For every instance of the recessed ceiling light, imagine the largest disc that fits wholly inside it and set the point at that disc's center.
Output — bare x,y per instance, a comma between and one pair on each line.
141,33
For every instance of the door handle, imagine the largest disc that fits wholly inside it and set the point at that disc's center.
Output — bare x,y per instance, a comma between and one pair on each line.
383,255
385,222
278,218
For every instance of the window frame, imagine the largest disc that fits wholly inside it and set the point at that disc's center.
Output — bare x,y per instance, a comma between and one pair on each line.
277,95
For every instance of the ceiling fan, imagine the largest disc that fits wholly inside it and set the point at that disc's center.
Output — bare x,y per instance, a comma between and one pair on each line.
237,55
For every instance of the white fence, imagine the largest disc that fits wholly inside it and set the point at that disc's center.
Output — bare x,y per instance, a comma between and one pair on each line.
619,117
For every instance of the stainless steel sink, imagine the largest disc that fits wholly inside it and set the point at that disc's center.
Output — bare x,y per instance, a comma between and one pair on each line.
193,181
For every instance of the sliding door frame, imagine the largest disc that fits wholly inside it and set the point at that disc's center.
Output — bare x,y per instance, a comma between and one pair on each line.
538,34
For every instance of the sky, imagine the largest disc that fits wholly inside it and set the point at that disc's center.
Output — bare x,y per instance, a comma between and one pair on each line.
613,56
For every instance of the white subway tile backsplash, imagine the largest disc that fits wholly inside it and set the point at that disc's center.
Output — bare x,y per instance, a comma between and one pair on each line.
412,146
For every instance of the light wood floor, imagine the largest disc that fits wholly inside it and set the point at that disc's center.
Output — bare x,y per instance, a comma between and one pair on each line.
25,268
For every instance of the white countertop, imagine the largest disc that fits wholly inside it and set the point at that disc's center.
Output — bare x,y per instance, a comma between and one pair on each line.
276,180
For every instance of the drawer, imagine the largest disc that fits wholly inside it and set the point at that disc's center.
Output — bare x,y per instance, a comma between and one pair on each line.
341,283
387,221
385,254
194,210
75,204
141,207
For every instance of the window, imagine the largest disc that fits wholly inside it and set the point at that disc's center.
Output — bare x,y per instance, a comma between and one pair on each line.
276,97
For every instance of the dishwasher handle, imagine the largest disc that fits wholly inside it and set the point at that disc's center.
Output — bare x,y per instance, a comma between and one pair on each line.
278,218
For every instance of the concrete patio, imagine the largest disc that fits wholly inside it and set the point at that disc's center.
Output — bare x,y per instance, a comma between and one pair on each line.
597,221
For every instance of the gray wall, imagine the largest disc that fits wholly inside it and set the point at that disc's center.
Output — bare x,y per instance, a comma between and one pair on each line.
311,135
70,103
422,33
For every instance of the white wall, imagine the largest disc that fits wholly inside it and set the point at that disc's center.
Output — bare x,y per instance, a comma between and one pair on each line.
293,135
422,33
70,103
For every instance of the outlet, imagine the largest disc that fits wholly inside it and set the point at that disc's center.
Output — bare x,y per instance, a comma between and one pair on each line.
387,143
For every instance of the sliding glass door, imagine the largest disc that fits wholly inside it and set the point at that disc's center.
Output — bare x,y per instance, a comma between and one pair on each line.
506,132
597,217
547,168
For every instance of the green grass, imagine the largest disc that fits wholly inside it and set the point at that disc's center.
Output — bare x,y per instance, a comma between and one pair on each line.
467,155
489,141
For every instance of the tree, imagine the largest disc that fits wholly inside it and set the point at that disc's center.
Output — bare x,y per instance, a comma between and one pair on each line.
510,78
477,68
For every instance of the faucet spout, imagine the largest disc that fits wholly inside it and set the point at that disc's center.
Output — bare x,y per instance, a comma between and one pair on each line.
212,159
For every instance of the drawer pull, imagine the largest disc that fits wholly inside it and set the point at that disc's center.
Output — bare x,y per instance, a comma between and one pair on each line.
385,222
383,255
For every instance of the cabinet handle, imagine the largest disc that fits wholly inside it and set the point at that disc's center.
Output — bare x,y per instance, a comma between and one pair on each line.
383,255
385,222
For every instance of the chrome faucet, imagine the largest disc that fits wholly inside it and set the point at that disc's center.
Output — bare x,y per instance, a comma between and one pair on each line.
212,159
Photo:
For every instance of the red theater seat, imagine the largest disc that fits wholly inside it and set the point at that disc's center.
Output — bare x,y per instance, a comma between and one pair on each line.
---
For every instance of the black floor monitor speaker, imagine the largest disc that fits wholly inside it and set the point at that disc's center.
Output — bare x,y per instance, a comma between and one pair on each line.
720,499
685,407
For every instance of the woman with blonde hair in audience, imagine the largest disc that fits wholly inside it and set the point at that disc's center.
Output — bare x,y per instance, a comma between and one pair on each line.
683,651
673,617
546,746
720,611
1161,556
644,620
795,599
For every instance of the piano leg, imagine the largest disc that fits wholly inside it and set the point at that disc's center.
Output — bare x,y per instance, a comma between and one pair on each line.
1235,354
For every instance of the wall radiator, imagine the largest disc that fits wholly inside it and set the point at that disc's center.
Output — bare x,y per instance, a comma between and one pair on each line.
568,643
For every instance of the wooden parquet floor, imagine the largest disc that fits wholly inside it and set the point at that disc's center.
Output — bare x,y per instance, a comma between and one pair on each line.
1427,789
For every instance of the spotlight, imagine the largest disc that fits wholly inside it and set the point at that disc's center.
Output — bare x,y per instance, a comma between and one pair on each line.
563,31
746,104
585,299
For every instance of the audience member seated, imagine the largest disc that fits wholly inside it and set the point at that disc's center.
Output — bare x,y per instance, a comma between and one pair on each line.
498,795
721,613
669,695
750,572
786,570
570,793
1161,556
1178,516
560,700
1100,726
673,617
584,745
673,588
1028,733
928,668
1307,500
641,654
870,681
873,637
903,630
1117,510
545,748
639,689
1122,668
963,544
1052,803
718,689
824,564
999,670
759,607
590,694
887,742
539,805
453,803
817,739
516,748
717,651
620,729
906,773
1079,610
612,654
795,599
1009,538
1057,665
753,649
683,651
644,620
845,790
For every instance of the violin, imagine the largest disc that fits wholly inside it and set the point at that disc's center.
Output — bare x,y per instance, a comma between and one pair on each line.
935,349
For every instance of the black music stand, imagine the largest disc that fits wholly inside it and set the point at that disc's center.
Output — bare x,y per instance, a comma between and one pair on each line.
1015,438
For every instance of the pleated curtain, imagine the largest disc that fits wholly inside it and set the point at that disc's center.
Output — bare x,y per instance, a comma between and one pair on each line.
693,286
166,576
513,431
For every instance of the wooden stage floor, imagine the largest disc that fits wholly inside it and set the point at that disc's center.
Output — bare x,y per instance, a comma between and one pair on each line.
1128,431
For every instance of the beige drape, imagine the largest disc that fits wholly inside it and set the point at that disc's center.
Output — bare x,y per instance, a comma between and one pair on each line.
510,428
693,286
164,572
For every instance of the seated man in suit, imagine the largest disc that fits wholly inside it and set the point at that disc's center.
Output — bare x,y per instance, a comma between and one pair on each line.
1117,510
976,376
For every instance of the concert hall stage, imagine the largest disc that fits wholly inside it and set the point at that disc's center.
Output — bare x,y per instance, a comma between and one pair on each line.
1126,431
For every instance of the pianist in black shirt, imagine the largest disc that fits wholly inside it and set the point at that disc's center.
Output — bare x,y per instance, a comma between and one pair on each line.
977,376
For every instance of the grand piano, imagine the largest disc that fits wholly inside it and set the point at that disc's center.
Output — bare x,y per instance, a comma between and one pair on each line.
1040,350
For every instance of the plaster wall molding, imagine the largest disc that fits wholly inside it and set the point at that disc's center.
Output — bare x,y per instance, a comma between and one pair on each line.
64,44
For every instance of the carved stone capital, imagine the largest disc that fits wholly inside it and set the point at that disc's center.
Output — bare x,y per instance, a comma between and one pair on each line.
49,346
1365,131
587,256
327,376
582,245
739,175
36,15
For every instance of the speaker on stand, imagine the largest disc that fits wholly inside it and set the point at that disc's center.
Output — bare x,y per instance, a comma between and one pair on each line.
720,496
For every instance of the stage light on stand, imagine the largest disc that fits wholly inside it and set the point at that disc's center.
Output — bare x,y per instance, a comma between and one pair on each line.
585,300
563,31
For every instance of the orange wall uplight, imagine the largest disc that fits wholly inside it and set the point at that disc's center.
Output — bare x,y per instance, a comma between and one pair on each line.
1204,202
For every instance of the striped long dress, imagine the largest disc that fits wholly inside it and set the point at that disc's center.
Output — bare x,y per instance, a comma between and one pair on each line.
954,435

- WHAT THE EXERCISE ASKS -
Look through the entries above, and wherever a line holds the string "seated", copy it.

- FINAL ANSWER -
For every instance of the audience member seated, imagine the largest disc that fits wholly inside it and set the point at that disc's center.
For every instance of the seated man in suit, imagine the largest disc that fits wholly inside it and set the point at that disc's center.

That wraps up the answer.